• WORK TO COMPLETE:
Every entry below must be copied exactly, with nothing left out.

Items from a dataset
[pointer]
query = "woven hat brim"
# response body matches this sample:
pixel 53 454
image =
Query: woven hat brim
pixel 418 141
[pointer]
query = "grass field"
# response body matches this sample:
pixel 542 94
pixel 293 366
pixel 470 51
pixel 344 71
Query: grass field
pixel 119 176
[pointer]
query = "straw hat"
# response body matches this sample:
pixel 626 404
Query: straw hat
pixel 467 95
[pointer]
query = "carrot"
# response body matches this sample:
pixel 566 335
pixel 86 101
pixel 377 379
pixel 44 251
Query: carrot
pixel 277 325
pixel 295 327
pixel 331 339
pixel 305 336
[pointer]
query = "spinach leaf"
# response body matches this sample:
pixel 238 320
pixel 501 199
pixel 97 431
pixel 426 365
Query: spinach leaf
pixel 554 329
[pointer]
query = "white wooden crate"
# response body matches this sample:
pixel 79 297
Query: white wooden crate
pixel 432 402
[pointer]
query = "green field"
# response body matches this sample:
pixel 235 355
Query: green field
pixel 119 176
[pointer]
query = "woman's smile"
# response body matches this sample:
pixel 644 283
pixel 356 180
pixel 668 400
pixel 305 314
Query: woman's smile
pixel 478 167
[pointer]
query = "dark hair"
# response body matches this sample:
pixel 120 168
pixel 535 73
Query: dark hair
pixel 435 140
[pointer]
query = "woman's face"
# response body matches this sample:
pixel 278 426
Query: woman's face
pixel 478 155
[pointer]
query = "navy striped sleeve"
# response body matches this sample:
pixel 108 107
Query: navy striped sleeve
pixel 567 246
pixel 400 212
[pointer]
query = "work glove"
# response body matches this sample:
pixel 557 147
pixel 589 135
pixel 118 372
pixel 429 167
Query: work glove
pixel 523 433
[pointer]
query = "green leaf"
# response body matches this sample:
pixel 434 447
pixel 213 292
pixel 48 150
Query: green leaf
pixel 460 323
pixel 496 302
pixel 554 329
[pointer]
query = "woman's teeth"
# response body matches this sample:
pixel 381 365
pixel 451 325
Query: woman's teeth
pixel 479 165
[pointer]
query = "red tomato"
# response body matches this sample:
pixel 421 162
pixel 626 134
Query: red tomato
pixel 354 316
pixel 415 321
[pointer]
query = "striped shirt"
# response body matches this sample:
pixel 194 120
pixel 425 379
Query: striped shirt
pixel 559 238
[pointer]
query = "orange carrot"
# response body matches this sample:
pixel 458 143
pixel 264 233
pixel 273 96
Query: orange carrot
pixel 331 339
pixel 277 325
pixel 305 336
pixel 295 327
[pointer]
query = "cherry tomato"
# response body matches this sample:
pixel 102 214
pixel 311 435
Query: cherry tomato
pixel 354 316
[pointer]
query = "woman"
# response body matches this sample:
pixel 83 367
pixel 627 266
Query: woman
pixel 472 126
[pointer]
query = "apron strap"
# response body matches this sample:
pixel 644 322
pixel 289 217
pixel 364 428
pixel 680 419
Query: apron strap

• EXERCISE SOLUTION:
[pointer]
query = "woven hat brim"
# response body matches this sample:
pixel 53 454
image =
Query: woven hat brim
pixel 418 141
[pointer]
query = "grass field"
# response body matches this sample:
pixel 542 94
pixel 293 366
pixel 470 51
pixel 344 71
Query: grass field
pixel 119 176
[pointer]
query = "straw hat"
# response body matches this sample:
pixel 626 404
Query: straw hat
pixel 467 95
[pointer]
query = "carrot"
# response body matches this sample:
pixel 566 335
pixel 86 101
pixel 377 379
pixel 44 251
Query: carrot
pixel 277 325
pixel 295 327
pixel 331 339
pixel 305 336
[pointer]
query = "spinach leaf"
# response body matches this sample:
pixel 238 320
pixel 501 199
pixel 97 431
pixel 426 365
Query: spinach leaf
pixel 554 329
[pointer]
query = "white wooden crate"
# response body matches this sample:
pixel 79 297
Query: white wooden crate
pixel 432 402
[pointer]
query = "green field"
# response body matches this sample:
pixel 235 355
Query: green field
pixel 119 176
[pointer]
query = "woman's smile"
# response body matches this sample:
pixel 644 283
pixel 356 180
pixel 668 400
pixel 305 314
Query: woman's smile
pixel 478 167
[pointer]
query = "dark hair"
# response body matches this sample:
pixel 120 168
pixel 535 73
Query: dark hair
pixel 435 140
[pointer]
query = "woman's face"
# response body matches this sample:
pixel 278 426
Query: woman's face
pixel 478 155
[pointer]
query = "navy striped sleeve"
# response body matches this sample:
pixel 108 107
Query: navy striped sleeve
pixel 567 246
pixel 400 212
[pointer]
query = "work glove"
# response body matches this sample:
pixel 557 147
pixel 589 135
pixel 118 372
pixel 429 167
Query: work glove
pixel 523 433
[pointer]
query = "green leaf"
# response body matches this sample:
pixel 434 447
pixel 213 292
pixel 48 150
Query: green leaf
pixel 460 323
pixel 496 302
pixel 554 329
[pointer]
query = "woman's teeth"
# response body matches this sample:
pixel 381 365
pixel 451 325
Query: woman's teeth
pixel 479 165
[pointer]
query = "red tomato"
# response body matches this sample:
pixel 421 162
pixel 626 134
Query: red tomato
pixel 354 316
pixel 415 321
[pointer]
query = "striped shirt"
# response body matches this sample:
pixel 194 120
pixel 425 379
Query: striped shirt
pixel 559 238
[pointer]
query = "orange carrot"
# response body matches this sample:
pixel 458 143
pixel 264 233
pixel 273 96
Query: orange carrot
pixel 331 339
pixel 277 325
pixel 305 336
pixel 295 327
[pointer]
query = "cherry tomato"
# response body matches this sample:
pixel 102 214
pixel 311 435
Query: cherry tomato
pixel 354 316
[pointer]
query = "woman"
# response body matches this sample:
pixel 83 367
pixel 627 266
Query: woman
pixel 472 126
[pointer]
query = "apron strap"
# response body matches this sample:
pixel 644 322
pixel 289 217
pixel 364 428
pixel 680 419
Query: apron strap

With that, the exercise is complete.